─── RECORDS SHOWN ───
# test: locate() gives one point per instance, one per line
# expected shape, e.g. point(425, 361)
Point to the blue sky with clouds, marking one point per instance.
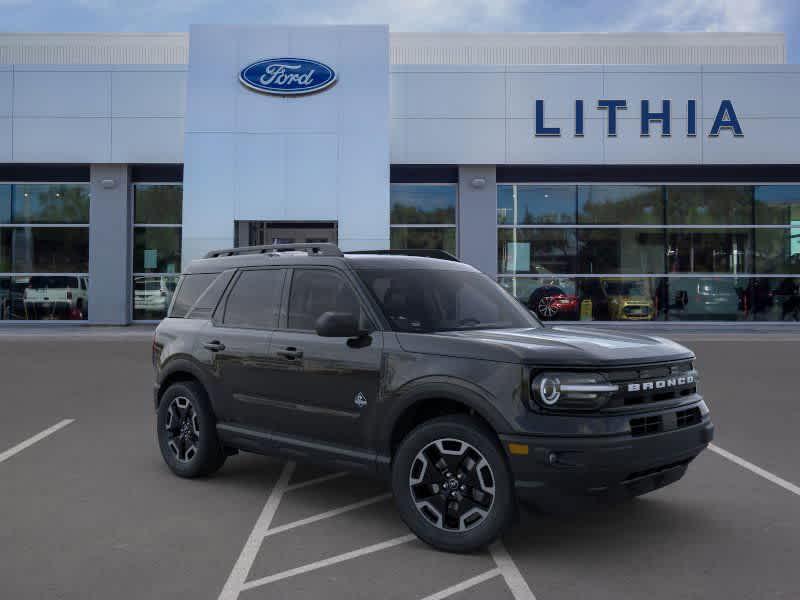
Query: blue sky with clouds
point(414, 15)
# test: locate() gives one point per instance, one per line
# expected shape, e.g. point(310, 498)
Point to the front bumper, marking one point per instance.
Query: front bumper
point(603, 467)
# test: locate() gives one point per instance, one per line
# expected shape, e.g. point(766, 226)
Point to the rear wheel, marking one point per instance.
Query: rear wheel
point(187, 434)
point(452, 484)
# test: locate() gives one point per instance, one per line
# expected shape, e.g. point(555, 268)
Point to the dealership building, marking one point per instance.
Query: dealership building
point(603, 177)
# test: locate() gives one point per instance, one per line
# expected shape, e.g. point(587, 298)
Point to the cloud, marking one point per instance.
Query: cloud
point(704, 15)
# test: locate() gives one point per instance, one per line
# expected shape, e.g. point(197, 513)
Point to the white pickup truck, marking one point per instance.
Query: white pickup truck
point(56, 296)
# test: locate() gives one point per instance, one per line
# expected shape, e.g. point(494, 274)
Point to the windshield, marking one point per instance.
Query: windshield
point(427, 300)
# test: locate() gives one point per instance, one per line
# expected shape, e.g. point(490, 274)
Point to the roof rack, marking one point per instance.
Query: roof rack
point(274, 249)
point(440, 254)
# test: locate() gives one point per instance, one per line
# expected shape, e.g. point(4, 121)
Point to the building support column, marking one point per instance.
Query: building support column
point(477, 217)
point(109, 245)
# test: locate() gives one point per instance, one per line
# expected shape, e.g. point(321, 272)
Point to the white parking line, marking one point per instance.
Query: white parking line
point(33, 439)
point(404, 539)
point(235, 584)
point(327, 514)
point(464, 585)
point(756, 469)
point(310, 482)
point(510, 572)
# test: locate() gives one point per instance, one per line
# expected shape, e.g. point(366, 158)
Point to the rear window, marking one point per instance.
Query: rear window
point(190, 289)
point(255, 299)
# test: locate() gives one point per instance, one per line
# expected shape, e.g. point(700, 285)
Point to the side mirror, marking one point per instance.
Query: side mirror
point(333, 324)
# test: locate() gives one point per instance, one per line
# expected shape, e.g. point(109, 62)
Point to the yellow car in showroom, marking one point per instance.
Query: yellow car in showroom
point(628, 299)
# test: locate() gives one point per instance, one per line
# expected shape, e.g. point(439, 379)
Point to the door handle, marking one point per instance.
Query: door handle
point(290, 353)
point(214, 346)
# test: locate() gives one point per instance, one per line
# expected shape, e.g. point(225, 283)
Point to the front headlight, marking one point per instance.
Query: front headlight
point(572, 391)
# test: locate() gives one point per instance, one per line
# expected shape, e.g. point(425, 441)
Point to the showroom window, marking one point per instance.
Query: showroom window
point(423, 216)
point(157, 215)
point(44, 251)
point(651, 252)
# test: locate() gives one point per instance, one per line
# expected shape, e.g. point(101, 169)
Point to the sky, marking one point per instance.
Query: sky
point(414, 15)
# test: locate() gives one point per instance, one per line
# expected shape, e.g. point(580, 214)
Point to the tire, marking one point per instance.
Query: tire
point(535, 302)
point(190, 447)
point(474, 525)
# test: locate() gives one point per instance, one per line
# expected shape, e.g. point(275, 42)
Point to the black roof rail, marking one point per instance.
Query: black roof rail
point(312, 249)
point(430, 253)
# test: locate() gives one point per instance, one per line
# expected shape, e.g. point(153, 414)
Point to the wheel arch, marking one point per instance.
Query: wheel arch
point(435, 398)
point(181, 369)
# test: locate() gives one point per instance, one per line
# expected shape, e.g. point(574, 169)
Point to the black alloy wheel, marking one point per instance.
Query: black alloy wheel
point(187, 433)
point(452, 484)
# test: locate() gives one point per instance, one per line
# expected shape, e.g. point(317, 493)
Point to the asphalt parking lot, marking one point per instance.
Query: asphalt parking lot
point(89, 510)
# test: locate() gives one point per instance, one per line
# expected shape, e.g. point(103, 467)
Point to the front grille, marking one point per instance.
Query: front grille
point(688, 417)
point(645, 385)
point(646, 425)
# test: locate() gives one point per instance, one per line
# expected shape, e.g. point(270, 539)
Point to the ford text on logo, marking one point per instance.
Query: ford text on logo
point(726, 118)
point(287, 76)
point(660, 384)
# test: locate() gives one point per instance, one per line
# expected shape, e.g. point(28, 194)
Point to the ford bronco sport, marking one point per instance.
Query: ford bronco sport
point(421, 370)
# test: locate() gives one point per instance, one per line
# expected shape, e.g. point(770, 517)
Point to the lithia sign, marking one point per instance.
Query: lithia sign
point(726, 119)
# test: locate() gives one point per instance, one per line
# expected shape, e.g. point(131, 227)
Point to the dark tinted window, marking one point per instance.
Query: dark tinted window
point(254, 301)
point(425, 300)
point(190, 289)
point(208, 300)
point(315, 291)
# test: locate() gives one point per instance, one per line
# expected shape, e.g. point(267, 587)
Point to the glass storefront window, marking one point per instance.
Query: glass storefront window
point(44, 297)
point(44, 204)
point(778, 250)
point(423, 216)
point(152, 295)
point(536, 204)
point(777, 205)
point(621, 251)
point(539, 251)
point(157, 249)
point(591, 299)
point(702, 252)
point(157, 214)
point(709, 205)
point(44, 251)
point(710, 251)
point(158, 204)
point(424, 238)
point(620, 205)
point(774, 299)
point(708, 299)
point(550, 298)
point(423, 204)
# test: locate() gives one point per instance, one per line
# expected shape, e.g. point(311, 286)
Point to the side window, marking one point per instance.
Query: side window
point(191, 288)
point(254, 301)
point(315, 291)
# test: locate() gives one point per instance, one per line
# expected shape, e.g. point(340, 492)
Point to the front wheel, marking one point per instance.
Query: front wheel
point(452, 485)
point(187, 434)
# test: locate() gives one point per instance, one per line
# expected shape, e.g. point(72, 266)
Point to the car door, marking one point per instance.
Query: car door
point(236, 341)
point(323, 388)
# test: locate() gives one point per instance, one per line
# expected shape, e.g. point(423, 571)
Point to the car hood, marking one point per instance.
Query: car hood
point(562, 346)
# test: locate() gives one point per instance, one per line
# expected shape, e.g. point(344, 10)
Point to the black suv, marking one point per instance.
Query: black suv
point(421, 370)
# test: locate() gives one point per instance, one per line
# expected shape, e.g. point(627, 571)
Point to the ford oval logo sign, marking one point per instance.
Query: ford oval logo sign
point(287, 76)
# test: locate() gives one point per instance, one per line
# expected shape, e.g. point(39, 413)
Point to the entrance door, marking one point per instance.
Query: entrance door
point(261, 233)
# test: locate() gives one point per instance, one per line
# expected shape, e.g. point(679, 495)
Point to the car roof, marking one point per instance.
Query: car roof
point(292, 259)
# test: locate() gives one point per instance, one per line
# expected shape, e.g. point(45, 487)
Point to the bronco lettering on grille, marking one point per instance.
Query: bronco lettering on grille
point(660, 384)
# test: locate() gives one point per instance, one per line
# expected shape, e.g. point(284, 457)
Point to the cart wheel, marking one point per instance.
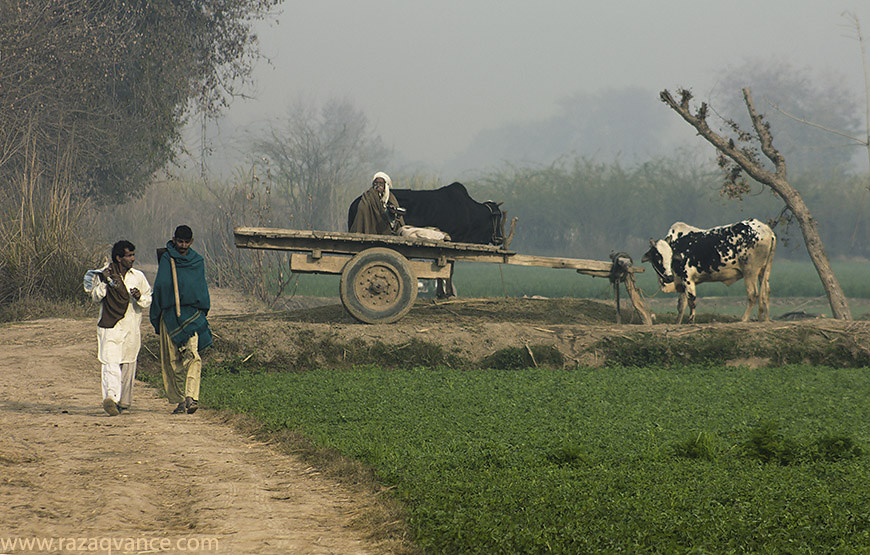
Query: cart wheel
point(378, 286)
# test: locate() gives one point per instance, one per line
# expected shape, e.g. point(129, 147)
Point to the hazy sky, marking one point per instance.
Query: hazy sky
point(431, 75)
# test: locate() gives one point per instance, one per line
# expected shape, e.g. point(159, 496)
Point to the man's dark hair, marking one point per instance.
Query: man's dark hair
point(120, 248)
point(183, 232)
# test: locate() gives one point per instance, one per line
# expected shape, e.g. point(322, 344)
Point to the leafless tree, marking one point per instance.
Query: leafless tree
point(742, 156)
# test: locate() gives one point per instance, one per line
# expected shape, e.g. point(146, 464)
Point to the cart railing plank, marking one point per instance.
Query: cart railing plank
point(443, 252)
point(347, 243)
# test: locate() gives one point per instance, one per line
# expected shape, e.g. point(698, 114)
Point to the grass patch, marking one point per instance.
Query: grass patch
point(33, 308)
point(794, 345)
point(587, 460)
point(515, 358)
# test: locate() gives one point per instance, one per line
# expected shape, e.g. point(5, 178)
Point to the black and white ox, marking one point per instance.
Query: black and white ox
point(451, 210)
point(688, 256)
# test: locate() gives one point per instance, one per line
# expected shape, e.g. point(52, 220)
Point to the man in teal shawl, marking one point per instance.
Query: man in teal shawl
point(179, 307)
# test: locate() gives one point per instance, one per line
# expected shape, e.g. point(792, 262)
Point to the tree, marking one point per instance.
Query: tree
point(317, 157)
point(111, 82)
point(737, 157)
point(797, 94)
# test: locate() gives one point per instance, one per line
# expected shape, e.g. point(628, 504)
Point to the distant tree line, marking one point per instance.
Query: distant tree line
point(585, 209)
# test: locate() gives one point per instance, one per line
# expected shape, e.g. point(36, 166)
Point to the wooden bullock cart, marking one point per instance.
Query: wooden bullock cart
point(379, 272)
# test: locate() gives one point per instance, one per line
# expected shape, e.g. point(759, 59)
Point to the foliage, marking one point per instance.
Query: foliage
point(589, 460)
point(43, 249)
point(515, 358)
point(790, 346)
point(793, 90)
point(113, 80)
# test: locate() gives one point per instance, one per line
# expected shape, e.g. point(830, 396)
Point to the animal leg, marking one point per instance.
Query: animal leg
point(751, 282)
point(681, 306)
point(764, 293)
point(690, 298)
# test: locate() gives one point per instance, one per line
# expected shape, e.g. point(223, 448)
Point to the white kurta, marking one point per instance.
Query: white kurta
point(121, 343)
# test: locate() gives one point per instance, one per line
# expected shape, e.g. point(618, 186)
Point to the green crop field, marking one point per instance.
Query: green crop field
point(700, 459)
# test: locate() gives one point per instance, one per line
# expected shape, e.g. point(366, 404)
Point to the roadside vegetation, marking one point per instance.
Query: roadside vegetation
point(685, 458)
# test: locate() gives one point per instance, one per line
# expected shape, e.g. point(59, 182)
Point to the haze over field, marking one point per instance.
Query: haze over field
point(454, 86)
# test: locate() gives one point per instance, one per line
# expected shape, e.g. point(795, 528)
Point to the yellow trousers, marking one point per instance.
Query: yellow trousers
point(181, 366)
───
Return word for word the lines of the listing above, starting at the line with "Query: entrance door" and ending at the line with "Point to the black and", both included. Pictures do not belong in the copy.

Query: entrance door
point(261, 233)
# test: locate() gives one point per instance, one per line
# expected shape, e.g. point(679, 495)
Point to the car roof, marking one point per instance.
Query: car roof
point(292, 259)
# test: locate() gives one point per instance, one per line
# expected shape, e.g. point(45, 487)
Point to the bronco lettering on grille, marking one point per instance.
Query: bronco lettering on grille
point(660, 384)
# test: locate() gives one point per instance, one per line
# expected shape, e.g. point(284, 457)
Point to the cart wheel, marking one point per instance.
Query: cart wheel
point(378, 286)
# test: locate() gives one point per instance, one per line
# expected shape, e.g. point(129, 147)
Point to the hazy sky, marking one point per instance.
Query: hazy sky
point(431, 75)
# test: locate() gives one point per instance, one per line
# expected shape, e.g. point(159, 496)
Point to the man's dark hair, marking one point per instance.
Query: man's dark hair
point(120, 248)
point(183, 232)
# test: locate() gives one point per instance, one per line
# expected shape, e.g. point(322, 344)
Point to the leafless tree, marking one point per instance.
Query: leafless tree
point(742, 156)
# test: locate() gives one point per instance, one per line
# expected shape, e.g. point(146, 464)
Point to the cart railing plank, marking one point per instance.
Query: cart railing plank
point(443, 252)
point(347, 243)
# test: locate() gives one point per instance, one per line
# expected shape, e.g. point(698, 114)
Point to the grass patch, marking one point per instance.
Query: grass patch
point(33, 308)
point(794, 345)
point(587, 460)
point(515, 358)
# test: locate() gives one point per instance, one per line
# expected shape, e.g. point(5, 178)
Point to the black and white ox, marking one point per instance.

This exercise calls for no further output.